===== EXCERPT =====

The Academy Lecture
John R. BARNETT
Professor EmeritusSchool of Biological Sciences, The University of Reading, Reading, UK
Understanding Cambial Behaviour - The Key to Wood Quality
All wood is produced by the vascular cambium. Variability in wood properties is caused by variability in structure, reflected in differences in wood anatomy and in the structure cell walls, particularly the walls of fibres and tracheids. Although the wood anatomy of a particular species is genetically determined and predictable in a tree growing under benign conditions, this does not prevent variation being imposed to some extent by environmental stress. The structure and composition of fibre and tracheid walls may be similarly altered depending on growing conditions. In hardwoods, anatomical variation reflects such things as a change in the proportions of cell types produced by the cambium and in the amount of growth undergone by the derivatives before their final dimensions are fixed by secondary wall formation. Variation in secondary wall structure is manifested as changes in the pattern of deposition and the composition of cell wall components such as lignin and cellulose.

=====

Reproduce the lecture summary on cambial behavior and wood quality word for word, from its heading to its final sentence. The records are separate material and have no connection to the lecture summary.

===== RECORDED DATA =====

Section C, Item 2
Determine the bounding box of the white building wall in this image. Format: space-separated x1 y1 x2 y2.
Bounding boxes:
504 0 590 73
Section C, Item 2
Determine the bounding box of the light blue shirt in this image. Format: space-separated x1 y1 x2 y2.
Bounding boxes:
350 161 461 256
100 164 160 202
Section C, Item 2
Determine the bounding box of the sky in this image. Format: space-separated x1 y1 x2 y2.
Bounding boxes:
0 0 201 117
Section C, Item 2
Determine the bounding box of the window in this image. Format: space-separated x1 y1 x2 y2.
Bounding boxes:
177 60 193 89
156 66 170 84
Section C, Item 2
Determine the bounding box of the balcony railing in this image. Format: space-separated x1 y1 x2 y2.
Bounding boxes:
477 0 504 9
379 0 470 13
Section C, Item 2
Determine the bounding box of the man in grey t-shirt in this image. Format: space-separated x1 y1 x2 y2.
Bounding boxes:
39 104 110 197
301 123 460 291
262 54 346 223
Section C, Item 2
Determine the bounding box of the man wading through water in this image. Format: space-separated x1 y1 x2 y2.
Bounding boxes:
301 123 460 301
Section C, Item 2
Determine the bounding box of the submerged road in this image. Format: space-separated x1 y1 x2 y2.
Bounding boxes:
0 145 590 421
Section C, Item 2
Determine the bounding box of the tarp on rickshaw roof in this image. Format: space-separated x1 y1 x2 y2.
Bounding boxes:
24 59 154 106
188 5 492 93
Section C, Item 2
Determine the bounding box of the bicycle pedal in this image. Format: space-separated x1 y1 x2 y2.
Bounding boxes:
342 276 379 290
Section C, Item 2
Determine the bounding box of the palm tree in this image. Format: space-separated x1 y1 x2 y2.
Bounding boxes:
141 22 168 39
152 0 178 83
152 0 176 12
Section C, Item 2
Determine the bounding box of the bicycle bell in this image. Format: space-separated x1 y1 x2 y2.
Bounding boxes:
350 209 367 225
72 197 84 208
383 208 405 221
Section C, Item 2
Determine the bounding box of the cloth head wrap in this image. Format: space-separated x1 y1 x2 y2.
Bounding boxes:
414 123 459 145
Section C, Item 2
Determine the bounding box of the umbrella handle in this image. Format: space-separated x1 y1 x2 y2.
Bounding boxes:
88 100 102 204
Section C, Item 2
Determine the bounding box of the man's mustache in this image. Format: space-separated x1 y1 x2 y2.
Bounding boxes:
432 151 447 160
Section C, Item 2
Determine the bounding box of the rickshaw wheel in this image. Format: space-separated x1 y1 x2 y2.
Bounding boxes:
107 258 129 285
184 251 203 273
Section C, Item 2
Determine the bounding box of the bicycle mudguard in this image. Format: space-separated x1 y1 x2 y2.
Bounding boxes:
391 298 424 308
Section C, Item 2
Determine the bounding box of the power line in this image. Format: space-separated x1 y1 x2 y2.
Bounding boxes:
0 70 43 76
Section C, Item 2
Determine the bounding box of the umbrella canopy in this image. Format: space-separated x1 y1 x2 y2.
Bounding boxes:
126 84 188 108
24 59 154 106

=====
===== RECORDED DATA =====

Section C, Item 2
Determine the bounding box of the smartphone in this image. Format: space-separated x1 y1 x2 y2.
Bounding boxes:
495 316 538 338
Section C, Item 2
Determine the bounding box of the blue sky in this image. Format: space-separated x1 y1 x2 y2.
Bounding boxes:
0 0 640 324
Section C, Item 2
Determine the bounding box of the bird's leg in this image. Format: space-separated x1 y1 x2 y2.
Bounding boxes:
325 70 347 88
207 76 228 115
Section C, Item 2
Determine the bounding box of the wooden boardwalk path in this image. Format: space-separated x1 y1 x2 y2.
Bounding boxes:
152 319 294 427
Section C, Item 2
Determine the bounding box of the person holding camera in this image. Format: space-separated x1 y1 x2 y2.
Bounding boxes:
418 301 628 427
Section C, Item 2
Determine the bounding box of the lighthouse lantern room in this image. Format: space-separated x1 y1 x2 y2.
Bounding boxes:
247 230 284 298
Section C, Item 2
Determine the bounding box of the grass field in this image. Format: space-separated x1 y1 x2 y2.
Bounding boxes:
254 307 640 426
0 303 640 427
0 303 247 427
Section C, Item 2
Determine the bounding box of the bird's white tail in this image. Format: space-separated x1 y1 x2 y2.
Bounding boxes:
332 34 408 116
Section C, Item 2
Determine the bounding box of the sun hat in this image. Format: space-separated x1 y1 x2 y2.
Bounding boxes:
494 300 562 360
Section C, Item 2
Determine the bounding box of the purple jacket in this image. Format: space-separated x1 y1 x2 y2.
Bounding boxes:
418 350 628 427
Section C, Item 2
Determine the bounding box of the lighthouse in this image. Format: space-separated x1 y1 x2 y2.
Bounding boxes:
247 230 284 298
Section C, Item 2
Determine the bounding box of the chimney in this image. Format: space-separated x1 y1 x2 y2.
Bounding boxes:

=====

- [RESULT]:
The Academy Lecture
John R. BARNETT
Professor EmeritusSchool of Biological Sciences, The University of Reading, Reading, UK
Understanding Cambial Behaviour - The Key to Wood Quality
All wood is produced by the vascular cambium. Variability in wood properties is caused by variability in structure, reflected in differences in wood anatomy and in the structure cell walls, particularly the walls of fibres and tracheids. Although the wood anatomy of a particular species is genetically determined and predictable in a tree growing under benign conditions, this does not prevent variation being imposed to some extent by environmental stress. The structure and composition of fibre and tracheid walls may be similarly altered depending on growing conditions. In hardwoods, anatomical variation reflects such things as a change in the proportions of cell types produced by the cambium and in the amount of growth undergone by the derivatives before their final dimensions are fixed by secondary wall formation. Variation in secondary wall structure is manifested as changes in the pattern of deposition and the composition of cell wall components such as lignin and cellulose.